* [REQUEST] Please quote verbatim the stretch of the items below from the line containing "If you would be willing to tag the giraffe leg" through the last line of the items.

********************

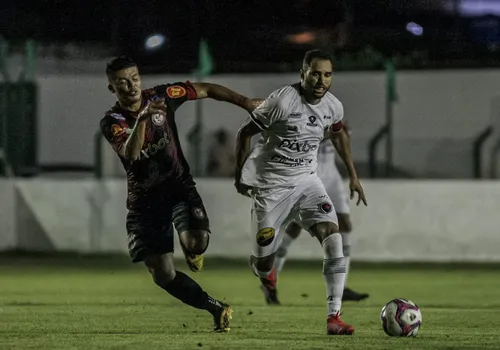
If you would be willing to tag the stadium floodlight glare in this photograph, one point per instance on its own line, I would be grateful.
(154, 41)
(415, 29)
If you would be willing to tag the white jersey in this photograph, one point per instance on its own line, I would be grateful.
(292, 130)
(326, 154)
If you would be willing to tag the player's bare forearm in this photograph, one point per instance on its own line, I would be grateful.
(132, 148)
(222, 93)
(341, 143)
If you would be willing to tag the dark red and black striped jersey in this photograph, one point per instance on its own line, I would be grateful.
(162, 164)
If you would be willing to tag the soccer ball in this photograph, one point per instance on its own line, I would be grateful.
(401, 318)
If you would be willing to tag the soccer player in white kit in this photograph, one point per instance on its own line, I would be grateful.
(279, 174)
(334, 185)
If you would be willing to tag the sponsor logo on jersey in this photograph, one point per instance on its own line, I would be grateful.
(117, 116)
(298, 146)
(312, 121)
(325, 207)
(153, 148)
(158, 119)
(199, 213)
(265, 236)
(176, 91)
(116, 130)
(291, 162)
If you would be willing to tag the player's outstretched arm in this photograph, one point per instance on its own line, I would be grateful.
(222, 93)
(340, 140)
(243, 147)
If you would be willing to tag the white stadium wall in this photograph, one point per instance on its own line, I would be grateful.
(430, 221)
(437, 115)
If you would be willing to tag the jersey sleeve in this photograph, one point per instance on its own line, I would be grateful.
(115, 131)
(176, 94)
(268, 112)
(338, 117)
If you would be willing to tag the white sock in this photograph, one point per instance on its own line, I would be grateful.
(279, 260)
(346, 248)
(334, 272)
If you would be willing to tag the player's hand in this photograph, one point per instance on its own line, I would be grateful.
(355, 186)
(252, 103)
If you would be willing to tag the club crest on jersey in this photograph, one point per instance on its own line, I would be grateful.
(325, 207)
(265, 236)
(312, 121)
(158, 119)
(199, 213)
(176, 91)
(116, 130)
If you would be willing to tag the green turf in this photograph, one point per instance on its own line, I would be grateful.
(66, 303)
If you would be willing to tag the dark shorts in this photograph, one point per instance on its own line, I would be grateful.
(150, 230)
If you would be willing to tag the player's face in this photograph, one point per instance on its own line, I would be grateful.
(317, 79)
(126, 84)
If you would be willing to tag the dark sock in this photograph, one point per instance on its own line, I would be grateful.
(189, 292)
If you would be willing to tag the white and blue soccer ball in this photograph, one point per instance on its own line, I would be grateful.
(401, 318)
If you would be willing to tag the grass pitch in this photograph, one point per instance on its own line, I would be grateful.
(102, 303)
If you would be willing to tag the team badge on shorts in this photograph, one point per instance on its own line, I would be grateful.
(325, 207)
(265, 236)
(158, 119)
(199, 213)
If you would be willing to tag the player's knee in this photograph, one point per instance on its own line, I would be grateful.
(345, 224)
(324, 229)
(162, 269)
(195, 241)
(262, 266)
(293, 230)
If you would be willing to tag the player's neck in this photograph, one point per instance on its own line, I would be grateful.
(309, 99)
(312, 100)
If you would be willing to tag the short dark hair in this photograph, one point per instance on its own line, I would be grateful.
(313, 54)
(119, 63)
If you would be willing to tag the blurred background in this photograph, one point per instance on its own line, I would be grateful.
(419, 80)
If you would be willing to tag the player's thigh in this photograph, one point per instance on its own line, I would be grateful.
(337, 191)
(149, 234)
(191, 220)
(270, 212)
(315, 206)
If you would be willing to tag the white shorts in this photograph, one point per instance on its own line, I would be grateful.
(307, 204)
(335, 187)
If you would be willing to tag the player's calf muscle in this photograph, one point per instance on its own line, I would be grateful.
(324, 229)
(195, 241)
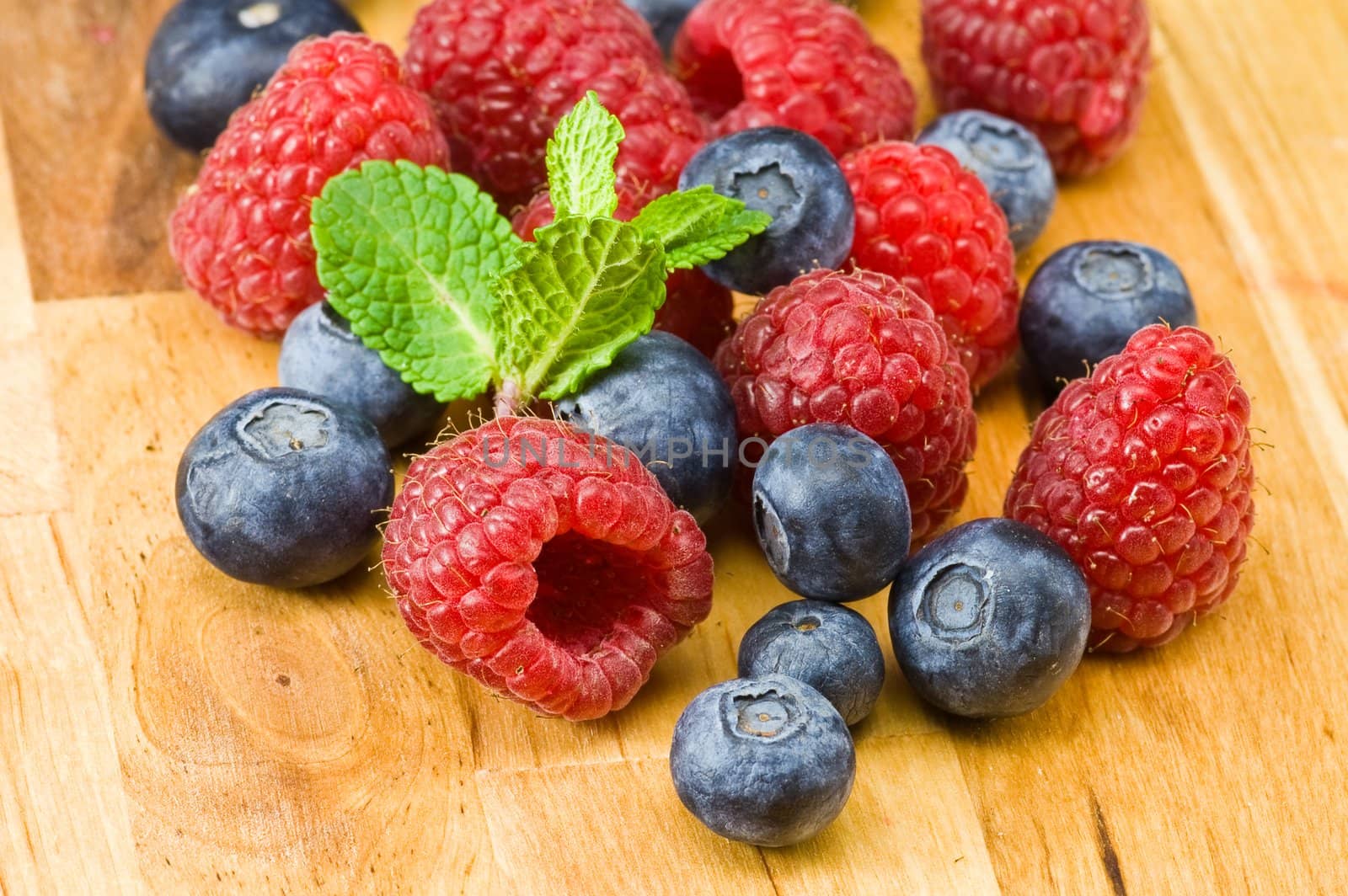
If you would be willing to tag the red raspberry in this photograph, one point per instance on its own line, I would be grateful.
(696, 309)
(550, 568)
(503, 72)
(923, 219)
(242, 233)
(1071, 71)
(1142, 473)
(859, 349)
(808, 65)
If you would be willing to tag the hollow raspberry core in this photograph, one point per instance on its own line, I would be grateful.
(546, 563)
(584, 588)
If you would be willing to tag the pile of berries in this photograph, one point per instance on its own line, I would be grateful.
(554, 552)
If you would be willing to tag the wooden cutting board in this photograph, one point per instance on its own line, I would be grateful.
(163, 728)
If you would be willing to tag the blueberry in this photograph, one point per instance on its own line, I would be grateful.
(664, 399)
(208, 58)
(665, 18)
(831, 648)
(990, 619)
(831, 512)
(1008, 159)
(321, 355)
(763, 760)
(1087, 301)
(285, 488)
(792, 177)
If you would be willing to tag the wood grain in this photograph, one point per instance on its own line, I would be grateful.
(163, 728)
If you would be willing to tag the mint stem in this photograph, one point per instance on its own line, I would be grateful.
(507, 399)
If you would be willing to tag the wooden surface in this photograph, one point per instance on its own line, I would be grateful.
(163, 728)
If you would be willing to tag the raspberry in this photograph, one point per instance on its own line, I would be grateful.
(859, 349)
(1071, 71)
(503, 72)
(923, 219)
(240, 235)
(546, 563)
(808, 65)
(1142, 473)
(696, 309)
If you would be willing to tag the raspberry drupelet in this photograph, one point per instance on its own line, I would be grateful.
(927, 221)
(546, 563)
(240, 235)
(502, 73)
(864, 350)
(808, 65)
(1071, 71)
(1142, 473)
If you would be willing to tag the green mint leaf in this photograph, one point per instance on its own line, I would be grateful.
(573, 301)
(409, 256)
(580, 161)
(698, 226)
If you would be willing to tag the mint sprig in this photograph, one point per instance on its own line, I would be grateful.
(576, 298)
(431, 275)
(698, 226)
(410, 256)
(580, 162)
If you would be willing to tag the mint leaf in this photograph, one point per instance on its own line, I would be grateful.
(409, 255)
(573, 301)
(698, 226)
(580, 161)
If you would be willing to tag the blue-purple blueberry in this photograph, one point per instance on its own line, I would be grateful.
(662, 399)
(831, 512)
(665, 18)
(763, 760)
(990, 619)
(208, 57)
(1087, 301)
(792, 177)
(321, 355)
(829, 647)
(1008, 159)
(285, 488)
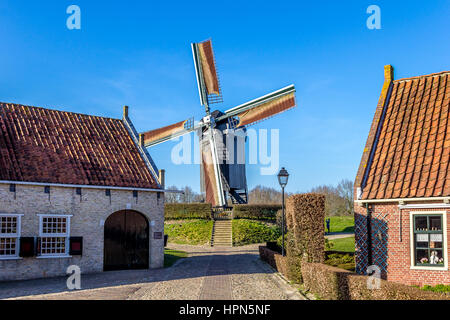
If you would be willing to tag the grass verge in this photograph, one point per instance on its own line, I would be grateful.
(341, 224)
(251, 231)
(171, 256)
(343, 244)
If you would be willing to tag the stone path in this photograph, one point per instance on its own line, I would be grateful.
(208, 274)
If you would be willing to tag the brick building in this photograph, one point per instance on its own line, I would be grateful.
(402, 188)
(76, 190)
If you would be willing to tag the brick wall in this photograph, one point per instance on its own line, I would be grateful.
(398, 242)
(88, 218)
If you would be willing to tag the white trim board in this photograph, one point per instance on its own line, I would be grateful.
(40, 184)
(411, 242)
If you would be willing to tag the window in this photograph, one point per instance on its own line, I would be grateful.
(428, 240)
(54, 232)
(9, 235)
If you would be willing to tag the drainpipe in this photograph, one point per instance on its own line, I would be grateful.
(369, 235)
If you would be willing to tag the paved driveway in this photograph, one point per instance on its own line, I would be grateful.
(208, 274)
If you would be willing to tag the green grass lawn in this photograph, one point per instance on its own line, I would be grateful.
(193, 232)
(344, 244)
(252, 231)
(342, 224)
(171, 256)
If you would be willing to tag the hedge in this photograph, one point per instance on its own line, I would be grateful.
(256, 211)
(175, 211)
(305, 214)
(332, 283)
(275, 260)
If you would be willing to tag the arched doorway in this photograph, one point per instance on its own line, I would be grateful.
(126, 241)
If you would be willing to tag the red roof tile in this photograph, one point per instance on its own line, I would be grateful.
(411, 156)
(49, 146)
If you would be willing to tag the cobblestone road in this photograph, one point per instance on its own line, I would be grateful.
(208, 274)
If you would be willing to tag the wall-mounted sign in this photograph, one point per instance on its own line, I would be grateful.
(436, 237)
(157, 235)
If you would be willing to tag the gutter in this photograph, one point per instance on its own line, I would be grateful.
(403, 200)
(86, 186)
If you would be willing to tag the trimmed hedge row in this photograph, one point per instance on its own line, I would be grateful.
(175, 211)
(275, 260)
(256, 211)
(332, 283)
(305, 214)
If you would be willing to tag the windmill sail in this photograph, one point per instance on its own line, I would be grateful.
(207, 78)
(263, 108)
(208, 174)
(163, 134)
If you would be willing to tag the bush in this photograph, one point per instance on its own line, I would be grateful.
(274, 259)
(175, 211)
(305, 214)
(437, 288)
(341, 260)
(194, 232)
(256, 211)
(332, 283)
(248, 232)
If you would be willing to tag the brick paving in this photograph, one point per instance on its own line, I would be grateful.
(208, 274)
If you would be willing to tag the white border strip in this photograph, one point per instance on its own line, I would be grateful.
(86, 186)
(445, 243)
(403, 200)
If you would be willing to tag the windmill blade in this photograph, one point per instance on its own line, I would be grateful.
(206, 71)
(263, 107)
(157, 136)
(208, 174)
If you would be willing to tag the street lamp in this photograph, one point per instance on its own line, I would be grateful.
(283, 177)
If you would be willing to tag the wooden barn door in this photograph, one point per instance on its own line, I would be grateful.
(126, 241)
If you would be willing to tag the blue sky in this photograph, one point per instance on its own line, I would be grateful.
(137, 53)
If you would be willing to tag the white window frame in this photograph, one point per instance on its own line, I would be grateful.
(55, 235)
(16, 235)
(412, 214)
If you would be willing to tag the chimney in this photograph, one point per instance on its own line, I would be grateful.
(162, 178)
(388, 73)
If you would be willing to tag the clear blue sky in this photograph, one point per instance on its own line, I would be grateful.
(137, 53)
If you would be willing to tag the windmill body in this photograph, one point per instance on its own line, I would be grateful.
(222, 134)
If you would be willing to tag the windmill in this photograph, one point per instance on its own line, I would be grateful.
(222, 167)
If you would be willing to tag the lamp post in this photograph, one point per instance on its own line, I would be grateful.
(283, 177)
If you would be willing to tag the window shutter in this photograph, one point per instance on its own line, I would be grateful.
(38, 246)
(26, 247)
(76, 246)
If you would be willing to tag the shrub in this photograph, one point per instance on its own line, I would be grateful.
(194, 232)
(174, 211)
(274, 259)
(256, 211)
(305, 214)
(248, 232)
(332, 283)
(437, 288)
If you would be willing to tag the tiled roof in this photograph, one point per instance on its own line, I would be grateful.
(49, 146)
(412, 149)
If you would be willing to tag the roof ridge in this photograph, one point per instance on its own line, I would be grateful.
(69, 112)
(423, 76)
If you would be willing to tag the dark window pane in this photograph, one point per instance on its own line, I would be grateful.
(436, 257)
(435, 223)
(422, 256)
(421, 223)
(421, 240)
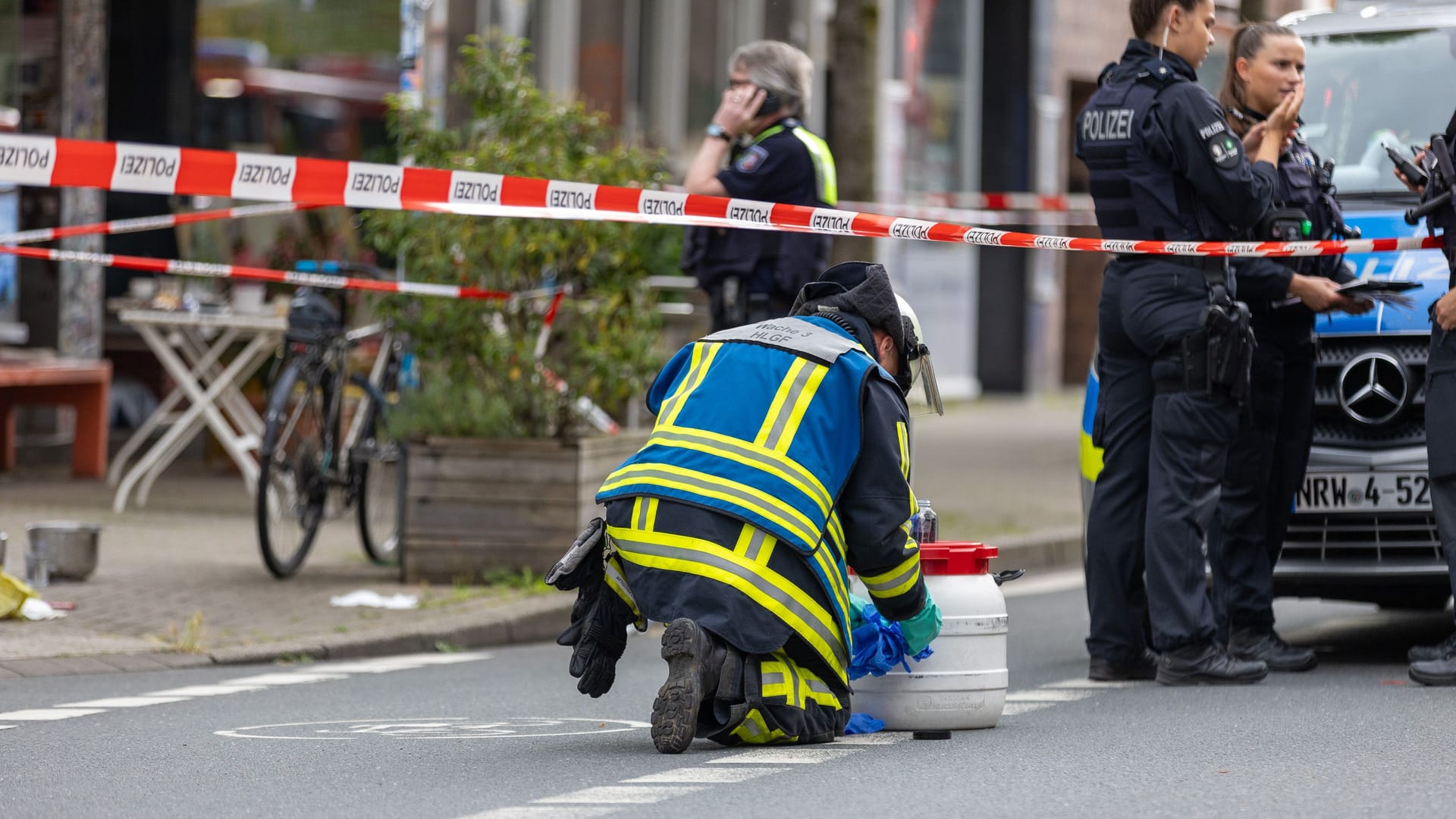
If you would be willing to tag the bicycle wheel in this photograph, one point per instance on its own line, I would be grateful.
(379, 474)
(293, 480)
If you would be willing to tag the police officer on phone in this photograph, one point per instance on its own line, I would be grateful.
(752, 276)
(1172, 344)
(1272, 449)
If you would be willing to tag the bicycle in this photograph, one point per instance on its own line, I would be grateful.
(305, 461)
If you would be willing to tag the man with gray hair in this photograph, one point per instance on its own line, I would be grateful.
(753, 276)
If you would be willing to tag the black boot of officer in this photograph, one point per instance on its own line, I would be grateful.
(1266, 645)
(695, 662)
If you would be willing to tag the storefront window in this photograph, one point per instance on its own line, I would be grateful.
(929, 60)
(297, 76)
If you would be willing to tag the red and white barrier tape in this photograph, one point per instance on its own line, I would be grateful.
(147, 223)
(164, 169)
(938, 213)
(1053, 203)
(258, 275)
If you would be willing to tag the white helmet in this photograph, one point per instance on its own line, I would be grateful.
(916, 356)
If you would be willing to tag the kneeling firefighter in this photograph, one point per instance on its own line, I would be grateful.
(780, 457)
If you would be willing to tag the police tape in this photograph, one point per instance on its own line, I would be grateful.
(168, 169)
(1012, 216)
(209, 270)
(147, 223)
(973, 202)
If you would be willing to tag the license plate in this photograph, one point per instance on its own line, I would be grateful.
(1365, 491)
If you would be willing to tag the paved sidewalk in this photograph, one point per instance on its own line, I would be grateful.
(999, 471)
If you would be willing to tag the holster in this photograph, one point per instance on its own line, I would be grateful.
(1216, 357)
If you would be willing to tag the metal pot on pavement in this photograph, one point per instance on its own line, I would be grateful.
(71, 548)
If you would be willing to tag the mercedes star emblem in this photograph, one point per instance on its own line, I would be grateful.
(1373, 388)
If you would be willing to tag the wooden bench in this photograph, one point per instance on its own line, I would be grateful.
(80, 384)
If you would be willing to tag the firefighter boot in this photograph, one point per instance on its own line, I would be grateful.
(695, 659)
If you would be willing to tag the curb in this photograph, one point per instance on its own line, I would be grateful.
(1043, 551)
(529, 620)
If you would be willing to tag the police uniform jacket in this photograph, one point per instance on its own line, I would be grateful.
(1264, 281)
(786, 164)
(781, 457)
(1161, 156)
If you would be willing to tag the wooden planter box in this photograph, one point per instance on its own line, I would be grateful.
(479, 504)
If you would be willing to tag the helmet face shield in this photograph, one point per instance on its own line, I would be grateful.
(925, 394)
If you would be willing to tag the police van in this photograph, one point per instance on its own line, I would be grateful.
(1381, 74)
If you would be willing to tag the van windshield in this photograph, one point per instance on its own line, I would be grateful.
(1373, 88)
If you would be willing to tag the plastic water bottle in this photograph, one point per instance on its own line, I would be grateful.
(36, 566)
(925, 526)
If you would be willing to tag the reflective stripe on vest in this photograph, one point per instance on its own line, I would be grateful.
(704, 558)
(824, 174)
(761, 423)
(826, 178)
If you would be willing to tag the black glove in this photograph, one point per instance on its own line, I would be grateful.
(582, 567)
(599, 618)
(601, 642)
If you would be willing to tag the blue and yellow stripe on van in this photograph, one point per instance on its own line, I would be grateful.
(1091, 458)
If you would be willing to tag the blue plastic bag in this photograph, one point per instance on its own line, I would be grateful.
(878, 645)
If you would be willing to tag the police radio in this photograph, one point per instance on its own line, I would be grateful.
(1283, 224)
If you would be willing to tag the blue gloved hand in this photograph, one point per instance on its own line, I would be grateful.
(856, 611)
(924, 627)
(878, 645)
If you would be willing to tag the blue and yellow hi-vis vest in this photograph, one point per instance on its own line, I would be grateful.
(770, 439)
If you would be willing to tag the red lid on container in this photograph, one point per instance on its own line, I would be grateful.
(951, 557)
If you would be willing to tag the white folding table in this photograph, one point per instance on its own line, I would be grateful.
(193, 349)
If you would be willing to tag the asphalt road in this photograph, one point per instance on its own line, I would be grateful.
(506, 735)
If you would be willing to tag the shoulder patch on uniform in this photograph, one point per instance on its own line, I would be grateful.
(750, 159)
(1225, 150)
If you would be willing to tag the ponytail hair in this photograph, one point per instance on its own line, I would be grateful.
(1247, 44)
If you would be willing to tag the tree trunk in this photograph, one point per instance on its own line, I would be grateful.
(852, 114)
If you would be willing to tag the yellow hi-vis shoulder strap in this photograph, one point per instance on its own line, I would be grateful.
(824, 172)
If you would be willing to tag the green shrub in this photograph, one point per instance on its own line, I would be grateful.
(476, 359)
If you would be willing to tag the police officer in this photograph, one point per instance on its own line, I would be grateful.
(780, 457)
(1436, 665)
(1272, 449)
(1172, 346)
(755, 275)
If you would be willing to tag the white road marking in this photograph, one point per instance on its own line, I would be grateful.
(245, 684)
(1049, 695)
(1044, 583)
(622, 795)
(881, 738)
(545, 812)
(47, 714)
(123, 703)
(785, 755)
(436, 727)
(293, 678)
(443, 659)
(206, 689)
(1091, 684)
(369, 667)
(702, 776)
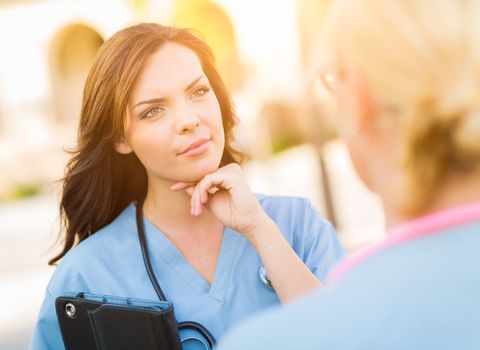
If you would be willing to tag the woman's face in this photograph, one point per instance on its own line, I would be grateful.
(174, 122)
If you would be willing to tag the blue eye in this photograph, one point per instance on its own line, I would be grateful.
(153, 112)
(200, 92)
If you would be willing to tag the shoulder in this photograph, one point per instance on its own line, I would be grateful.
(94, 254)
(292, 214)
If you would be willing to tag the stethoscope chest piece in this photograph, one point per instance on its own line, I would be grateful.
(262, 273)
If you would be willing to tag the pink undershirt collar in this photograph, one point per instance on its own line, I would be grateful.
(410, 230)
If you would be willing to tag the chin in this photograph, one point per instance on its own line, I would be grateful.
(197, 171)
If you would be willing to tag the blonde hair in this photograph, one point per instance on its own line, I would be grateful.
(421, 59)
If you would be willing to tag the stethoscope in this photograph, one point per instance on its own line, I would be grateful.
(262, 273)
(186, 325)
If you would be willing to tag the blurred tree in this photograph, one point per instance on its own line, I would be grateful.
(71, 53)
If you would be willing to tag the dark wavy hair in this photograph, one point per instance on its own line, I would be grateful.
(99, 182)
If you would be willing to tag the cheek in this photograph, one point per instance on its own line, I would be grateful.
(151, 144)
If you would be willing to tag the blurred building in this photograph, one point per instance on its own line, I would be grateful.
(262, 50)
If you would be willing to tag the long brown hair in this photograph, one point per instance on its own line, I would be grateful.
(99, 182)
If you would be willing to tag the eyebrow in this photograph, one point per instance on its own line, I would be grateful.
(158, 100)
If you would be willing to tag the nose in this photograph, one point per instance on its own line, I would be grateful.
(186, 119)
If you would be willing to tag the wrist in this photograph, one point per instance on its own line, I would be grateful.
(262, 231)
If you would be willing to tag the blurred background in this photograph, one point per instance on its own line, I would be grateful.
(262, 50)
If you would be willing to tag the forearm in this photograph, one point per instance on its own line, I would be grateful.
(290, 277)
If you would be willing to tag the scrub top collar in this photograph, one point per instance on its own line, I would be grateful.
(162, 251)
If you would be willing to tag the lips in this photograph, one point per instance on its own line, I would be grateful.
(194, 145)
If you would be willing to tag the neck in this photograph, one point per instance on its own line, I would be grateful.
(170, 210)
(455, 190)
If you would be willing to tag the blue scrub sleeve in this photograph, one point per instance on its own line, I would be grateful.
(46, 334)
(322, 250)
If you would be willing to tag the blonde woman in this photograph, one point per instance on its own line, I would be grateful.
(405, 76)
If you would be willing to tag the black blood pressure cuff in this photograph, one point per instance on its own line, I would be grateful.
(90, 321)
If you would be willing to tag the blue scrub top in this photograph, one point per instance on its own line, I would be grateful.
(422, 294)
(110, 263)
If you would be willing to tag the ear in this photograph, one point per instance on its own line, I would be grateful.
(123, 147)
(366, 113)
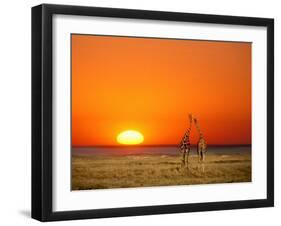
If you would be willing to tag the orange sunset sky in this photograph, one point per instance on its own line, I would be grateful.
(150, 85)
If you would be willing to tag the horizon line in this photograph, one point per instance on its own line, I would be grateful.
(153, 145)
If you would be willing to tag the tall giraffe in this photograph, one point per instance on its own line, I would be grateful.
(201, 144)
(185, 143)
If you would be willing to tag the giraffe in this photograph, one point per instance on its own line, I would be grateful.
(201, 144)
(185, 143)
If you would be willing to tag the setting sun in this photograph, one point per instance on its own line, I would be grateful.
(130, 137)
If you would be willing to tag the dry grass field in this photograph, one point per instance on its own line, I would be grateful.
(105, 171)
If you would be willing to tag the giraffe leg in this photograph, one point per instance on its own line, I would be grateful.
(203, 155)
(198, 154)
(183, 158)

********************

* [FINISHED ANSWER]
If you would be willing to tag the giraffe leg in this photograph, one point per instance on its own line, I would be grateful.
(203, 155)
(198, 154)
(183, 158)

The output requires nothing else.